**Texto de leitura**
O que o dinheiro não compra, de Michael J. Sandel
16 de fevereiro de 2025, 10h07
O que o dinheiro não compra, de Michael J. Sandel, circula no Brasil em publicação da Civilização Brasileira. Uma tradução muito competente, de Clóvis Marques, que se desincumbiu de tarefa difícil. O núcleo do livro é o direito (combinado com a economia e com a moral) e, como sabemos, não há um esperanto jurídico. A tradução direta por dicionários de referência pode dificultar a compreensão do instituto jurídico que se pretende traduzir. O tradutor conseguiu transpor esse obstáculo. Não se percebe aqui a curiosa figura do “tradutor traidor”.
Nas primeiras páginas o leitor pode suspeitar de que tem mais um livro de economia aplicada aos fatos do dia a dia, bem na linha do imperdível Freakonomics, o lado oculto e inesperado de tudo que nos afeta, Stephen Dubner e Steven Levitt. Ou então, o leitor tem a impressão de que o livro lembra as partes introdutórias de textos do selo direito e economia. Há, aparentemente (bem entendido, aparentemente) alguma afiliação com Richard Posner, Gary Becker além da dupla turma de Os custos dos direitos, Stephen Holmes e Cass Sunstein. No Brasil, o trabalho mais interessante é o de Flávio Galdino, Direitos não dão em árvores. Esse livro está esgotado, os poucos exemplares que sobraram são orçados em 200 reais pela Estante Virtual.
Há também nesse livro de Michael J. Sandel algum sabor de livros de teorias da justiça, a exemplo do clássico de John Rawls, e de seu “offspring”, na obra de Amartya Sen. Lembra também livros de filosofia moral e economia, na linha do pai fundador da disciplina, Adam Smith.

**Enunciado**
Reescreva o trecho do texto sobre o livro de Sandel começando em "Há também nesse" e seguindo até "disciplina, Adam Smith.", e substitua "John Rawls" por "Ronald Dworkin".

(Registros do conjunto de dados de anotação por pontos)
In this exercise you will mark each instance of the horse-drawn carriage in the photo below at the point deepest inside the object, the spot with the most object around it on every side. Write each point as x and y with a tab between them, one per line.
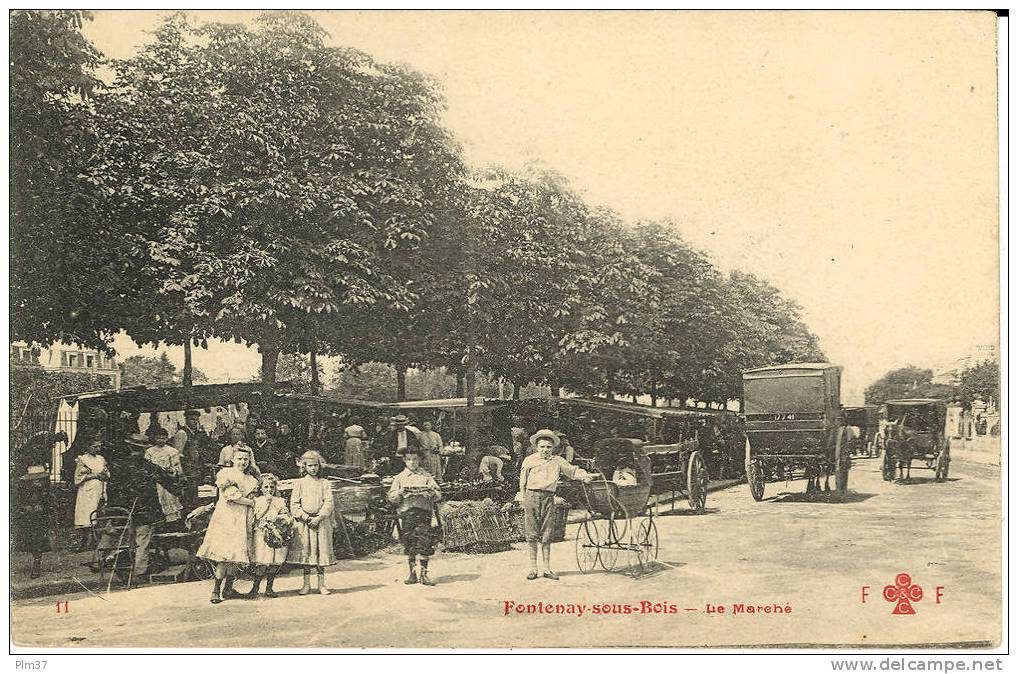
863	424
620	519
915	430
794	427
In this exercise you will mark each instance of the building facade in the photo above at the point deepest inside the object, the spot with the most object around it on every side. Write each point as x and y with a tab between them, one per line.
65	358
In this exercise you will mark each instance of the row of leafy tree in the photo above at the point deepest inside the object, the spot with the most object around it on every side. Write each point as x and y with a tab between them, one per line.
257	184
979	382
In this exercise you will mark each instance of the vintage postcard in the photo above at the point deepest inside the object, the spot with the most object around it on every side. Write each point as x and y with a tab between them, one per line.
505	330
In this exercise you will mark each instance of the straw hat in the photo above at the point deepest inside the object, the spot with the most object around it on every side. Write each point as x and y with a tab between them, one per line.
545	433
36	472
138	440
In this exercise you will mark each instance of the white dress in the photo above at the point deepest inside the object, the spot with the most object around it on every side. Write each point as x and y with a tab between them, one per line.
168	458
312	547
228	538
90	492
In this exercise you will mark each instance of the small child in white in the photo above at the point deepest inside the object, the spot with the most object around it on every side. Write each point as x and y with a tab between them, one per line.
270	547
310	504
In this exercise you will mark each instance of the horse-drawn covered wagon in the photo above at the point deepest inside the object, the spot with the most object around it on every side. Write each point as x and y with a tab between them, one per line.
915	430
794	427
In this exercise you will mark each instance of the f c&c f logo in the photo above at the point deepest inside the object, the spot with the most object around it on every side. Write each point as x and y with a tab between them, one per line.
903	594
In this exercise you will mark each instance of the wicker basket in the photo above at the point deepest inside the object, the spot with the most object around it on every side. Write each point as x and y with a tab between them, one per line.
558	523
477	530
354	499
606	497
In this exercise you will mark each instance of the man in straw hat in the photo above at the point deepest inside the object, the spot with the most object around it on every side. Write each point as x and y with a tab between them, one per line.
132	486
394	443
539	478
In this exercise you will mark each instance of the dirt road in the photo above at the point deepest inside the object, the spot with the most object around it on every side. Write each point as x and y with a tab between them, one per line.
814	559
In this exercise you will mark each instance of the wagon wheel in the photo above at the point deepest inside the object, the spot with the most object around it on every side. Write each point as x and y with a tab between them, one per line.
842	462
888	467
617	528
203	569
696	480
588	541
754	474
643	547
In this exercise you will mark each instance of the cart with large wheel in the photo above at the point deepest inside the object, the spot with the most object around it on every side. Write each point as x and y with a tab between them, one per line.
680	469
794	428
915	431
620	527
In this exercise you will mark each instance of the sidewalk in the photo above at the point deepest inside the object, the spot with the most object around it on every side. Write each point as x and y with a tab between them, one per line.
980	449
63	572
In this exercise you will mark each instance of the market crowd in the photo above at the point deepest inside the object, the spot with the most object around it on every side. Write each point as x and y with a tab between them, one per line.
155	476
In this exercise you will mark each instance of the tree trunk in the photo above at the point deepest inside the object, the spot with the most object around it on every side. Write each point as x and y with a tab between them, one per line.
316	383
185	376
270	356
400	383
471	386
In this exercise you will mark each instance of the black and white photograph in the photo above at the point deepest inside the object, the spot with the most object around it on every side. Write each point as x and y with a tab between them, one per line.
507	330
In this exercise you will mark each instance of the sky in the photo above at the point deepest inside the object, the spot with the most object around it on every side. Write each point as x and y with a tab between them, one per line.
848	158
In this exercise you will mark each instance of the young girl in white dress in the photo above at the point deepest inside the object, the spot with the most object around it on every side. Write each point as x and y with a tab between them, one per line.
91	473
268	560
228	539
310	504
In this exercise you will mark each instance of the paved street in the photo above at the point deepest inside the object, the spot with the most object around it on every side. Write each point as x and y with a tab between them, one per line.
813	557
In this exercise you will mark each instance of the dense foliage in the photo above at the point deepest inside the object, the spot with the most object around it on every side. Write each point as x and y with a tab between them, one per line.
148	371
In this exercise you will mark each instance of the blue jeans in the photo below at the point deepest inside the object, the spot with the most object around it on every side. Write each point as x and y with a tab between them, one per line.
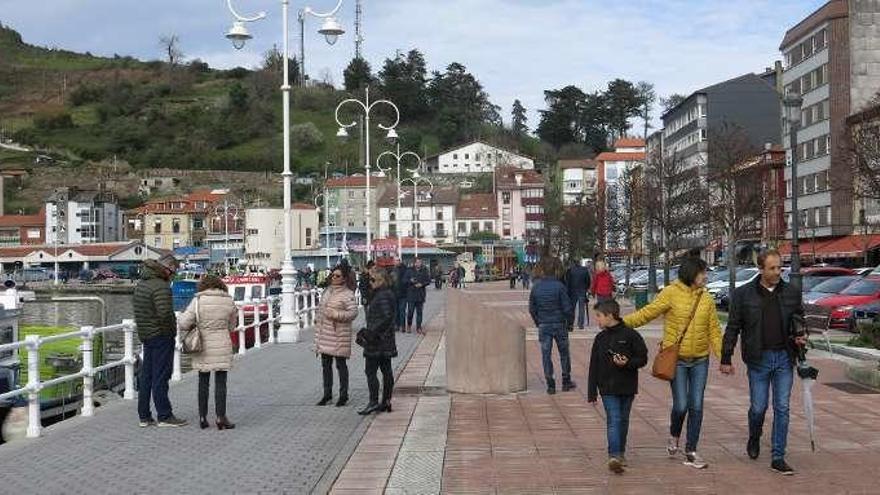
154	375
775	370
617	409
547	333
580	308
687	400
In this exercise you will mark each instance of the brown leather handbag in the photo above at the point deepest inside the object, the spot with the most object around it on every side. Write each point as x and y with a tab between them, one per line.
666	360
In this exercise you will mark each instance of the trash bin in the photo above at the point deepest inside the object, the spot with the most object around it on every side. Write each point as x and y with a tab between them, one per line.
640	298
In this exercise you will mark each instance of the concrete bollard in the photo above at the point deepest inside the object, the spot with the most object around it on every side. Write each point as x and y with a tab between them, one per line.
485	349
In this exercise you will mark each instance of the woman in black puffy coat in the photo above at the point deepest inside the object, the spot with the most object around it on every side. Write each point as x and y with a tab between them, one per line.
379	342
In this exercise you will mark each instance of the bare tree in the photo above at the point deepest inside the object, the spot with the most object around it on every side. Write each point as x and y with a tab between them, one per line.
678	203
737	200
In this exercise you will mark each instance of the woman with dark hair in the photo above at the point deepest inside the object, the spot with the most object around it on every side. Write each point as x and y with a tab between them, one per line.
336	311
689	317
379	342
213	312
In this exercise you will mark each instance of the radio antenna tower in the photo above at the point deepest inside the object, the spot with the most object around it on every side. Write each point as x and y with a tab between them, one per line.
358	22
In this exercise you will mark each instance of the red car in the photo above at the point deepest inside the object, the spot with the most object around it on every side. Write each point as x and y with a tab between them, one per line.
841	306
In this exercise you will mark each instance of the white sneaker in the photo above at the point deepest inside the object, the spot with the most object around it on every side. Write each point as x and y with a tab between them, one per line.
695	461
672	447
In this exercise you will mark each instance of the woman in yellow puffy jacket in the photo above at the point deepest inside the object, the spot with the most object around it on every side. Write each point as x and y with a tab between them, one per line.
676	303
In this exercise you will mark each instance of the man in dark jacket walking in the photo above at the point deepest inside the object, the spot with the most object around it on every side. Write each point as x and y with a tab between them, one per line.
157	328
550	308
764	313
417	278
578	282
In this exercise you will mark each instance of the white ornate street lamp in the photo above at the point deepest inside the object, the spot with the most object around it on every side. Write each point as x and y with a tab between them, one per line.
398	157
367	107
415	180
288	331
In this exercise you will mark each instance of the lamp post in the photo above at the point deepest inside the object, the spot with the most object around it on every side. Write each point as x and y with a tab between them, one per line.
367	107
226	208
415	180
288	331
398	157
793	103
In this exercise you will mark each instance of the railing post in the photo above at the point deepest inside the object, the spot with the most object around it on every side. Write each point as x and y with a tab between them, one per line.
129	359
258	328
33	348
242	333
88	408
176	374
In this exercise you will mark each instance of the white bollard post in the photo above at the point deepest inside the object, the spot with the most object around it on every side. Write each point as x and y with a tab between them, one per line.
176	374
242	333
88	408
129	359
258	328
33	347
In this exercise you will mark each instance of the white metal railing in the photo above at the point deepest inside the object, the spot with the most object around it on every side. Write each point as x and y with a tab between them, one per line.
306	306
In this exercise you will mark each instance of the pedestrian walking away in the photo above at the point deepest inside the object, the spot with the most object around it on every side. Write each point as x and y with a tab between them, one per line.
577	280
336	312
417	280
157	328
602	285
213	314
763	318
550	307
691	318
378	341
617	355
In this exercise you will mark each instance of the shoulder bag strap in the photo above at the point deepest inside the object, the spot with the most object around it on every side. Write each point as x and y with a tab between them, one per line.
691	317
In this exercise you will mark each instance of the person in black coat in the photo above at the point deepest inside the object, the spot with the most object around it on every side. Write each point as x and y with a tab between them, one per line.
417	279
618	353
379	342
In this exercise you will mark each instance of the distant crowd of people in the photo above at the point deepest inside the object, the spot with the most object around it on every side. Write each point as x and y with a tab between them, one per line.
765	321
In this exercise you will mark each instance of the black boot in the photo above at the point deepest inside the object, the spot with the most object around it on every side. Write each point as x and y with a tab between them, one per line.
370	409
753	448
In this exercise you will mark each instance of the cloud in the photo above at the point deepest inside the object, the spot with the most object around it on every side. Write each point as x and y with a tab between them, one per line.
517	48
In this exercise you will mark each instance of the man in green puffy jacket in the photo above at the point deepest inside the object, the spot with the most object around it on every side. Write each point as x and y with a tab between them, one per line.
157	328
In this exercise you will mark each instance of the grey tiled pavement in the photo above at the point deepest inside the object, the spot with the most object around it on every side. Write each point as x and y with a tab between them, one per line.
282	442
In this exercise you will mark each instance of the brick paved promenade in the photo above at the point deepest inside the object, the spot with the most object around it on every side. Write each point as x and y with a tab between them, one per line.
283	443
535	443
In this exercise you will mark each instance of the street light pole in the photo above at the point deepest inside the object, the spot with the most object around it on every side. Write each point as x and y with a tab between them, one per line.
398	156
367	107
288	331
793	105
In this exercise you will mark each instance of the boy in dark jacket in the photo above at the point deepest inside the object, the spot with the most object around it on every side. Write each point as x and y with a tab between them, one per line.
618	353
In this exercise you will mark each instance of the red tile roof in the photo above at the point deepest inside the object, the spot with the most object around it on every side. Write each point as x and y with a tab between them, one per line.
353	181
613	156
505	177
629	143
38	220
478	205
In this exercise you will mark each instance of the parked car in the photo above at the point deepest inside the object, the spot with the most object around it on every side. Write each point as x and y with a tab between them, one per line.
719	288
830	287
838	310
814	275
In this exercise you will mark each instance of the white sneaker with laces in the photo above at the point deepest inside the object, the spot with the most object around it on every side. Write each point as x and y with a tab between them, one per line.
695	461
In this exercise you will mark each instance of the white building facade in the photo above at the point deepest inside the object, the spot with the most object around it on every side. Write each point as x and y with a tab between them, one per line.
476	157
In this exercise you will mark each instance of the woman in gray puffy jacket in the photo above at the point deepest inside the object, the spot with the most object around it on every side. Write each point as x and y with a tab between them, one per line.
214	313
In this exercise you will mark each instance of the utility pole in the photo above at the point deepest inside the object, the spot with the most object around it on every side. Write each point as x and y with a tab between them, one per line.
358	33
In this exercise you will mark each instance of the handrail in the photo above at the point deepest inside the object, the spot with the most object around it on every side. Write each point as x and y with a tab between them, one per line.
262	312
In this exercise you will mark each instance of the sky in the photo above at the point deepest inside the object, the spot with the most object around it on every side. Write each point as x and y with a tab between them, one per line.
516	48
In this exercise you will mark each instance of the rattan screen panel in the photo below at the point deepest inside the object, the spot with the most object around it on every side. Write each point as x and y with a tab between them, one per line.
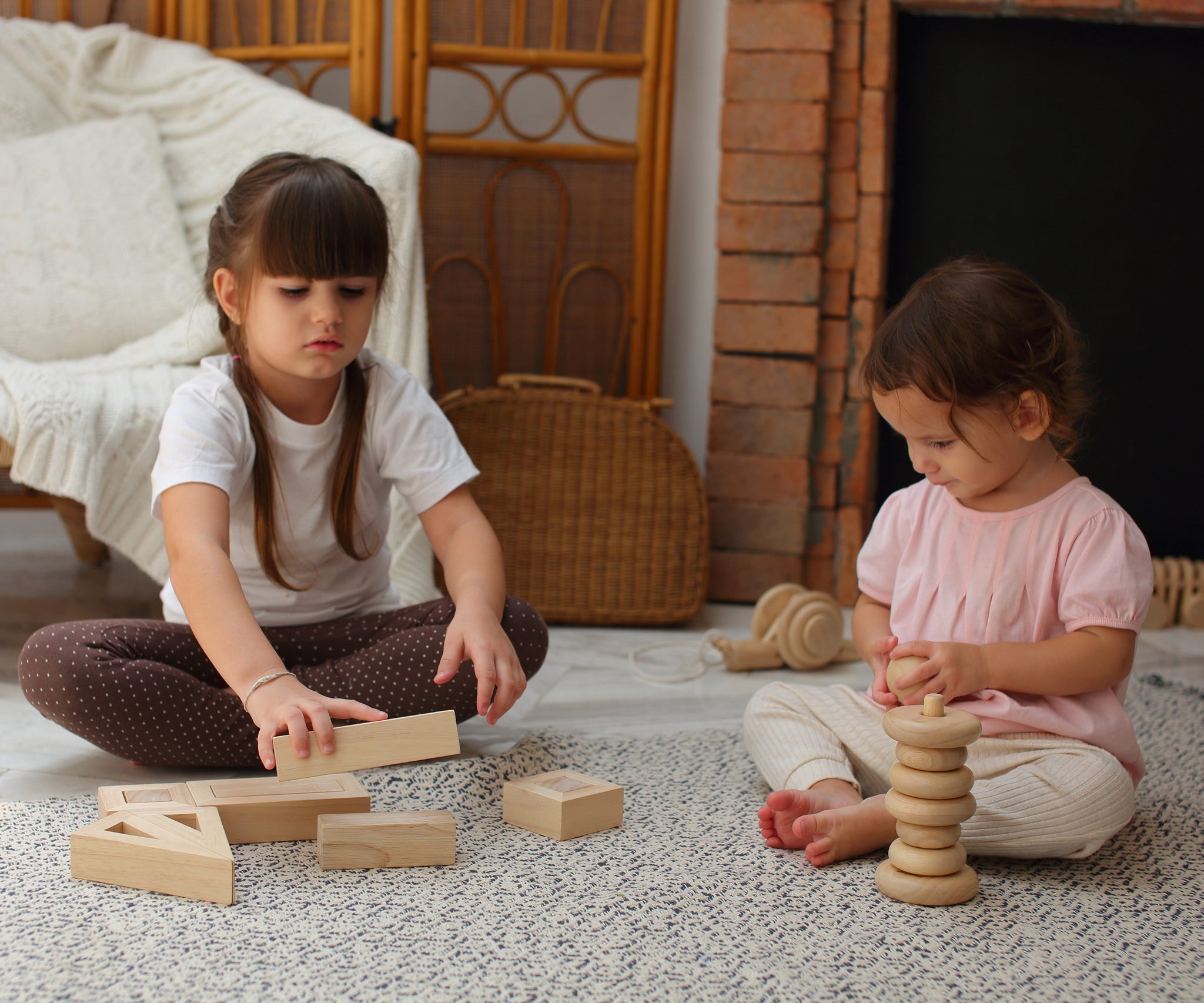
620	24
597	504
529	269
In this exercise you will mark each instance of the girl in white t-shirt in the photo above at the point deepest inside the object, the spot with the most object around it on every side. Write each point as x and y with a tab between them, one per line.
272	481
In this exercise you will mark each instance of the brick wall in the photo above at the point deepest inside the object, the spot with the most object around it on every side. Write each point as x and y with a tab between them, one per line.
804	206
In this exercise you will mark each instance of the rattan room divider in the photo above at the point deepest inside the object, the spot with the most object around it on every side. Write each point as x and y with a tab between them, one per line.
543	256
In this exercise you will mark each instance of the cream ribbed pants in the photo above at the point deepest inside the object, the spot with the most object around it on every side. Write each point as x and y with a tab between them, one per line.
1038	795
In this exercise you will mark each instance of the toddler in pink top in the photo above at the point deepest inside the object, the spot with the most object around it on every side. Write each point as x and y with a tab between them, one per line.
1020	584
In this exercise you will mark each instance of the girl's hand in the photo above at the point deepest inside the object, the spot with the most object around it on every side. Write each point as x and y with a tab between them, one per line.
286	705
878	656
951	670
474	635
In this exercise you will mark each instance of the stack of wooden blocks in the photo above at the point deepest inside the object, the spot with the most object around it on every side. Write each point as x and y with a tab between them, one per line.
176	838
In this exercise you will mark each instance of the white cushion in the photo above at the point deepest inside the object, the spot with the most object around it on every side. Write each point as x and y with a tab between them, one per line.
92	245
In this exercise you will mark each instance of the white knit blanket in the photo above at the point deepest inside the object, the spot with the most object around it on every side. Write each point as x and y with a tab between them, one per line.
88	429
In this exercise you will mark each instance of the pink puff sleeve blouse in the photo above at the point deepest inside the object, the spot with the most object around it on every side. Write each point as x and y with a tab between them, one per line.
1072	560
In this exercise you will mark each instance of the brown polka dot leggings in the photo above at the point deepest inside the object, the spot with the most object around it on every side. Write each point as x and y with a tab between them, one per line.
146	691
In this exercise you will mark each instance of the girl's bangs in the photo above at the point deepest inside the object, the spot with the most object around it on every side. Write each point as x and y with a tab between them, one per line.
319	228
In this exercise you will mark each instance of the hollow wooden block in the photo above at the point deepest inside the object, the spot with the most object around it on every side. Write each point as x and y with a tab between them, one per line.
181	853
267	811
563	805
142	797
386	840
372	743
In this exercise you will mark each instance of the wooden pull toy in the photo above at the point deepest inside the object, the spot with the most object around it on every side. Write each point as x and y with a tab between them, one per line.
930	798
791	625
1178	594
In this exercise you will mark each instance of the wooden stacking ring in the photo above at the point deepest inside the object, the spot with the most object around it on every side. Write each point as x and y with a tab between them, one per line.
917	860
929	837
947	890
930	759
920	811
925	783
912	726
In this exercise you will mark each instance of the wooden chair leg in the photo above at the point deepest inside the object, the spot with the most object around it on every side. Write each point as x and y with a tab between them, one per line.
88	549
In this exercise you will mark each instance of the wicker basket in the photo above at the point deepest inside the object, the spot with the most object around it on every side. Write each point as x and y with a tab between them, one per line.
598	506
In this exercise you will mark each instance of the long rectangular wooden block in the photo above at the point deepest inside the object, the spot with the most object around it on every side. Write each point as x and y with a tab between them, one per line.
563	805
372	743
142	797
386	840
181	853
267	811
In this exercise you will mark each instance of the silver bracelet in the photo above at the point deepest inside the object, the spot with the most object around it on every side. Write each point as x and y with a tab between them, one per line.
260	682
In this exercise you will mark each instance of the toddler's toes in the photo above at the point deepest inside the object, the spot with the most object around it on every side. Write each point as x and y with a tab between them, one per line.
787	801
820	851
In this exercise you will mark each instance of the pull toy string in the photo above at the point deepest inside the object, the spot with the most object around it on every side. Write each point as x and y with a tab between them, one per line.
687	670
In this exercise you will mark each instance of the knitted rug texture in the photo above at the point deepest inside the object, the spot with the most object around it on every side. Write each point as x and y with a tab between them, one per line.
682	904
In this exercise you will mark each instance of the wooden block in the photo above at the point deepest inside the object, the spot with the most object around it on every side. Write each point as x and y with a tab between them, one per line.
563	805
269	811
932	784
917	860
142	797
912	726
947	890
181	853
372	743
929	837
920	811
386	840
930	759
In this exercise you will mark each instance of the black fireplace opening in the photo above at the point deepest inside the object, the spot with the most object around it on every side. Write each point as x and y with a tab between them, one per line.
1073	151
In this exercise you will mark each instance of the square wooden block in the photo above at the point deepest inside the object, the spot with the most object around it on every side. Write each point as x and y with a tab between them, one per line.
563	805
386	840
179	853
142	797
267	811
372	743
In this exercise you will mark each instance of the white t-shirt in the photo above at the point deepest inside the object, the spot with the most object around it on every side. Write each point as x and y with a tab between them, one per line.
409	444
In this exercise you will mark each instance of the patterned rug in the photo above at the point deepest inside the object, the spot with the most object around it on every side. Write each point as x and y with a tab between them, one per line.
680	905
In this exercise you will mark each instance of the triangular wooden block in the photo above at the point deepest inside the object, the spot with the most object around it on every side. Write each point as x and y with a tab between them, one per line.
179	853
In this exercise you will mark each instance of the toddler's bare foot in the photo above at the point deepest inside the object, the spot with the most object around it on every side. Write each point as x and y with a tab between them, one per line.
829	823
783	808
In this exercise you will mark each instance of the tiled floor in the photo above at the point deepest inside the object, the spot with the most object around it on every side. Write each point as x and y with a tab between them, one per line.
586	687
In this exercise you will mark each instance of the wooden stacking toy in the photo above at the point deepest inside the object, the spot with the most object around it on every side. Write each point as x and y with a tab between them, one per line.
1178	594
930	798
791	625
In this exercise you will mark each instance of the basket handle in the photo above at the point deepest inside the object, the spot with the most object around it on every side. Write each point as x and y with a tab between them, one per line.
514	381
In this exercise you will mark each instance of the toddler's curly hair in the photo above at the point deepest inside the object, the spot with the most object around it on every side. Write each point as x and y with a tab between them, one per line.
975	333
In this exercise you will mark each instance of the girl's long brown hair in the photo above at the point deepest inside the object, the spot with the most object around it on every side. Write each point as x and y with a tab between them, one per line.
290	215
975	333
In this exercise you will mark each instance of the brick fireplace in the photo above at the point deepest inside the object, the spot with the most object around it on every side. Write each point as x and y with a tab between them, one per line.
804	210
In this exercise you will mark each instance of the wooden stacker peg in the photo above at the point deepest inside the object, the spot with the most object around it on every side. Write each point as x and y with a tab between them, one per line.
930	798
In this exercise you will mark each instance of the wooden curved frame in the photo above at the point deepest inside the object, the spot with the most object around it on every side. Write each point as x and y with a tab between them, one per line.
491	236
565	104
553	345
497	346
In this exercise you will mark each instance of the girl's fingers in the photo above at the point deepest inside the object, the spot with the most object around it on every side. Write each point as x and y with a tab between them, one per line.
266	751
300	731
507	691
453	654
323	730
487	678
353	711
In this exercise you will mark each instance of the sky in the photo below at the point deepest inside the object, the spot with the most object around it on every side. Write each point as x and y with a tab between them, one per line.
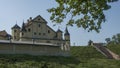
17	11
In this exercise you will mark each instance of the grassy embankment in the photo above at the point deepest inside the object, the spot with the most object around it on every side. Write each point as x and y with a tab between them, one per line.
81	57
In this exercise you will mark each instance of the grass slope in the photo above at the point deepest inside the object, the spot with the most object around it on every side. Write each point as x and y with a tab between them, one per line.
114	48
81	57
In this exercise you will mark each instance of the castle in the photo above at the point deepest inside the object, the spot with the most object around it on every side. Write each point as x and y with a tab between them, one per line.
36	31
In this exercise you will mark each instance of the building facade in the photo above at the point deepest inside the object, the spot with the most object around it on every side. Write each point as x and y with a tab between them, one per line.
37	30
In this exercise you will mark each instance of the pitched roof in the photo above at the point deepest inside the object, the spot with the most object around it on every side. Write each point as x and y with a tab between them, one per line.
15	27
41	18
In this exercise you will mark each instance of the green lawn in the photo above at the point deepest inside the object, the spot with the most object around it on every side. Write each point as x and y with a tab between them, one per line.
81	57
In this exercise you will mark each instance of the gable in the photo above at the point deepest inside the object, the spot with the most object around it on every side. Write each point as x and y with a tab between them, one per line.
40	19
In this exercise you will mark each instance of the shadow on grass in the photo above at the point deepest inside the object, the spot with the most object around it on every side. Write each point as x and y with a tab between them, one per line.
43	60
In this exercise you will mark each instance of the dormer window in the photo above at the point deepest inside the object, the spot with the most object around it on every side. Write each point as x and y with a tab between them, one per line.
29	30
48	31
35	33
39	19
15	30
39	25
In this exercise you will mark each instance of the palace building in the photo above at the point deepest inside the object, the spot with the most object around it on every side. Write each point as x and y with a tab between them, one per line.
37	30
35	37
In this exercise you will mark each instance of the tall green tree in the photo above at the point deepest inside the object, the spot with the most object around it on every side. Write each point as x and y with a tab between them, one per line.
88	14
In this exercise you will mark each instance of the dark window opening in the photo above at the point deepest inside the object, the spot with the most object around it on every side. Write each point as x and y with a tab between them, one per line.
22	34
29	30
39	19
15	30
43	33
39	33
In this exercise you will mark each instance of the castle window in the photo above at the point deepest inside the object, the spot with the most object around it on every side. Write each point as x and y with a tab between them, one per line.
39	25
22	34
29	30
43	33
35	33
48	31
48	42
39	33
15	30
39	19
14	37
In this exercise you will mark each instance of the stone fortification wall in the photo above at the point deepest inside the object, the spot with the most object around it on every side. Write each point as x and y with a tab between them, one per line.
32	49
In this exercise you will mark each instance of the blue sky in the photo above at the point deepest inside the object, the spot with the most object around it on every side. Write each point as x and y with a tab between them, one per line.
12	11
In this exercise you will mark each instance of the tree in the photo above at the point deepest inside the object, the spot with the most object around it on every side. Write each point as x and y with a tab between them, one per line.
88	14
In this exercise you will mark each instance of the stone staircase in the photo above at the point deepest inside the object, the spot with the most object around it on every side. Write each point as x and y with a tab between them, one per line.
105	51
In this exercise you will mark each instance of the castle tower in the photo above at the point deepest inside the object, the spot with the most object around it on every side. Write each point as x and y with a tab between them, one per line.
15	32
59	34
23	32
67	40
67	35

**Resultado do exercício**
Há também nesse livro de Michael J. Sandel algum sabor de livros de teorias da justiça, a exemplo do clássico de Ronald Dworkin, e de seu “offspring”, na obra de Amartya Sen. Lembra também livros de filosofia moral e economia, na linha do pai fundador da disciplina, Adam Smith.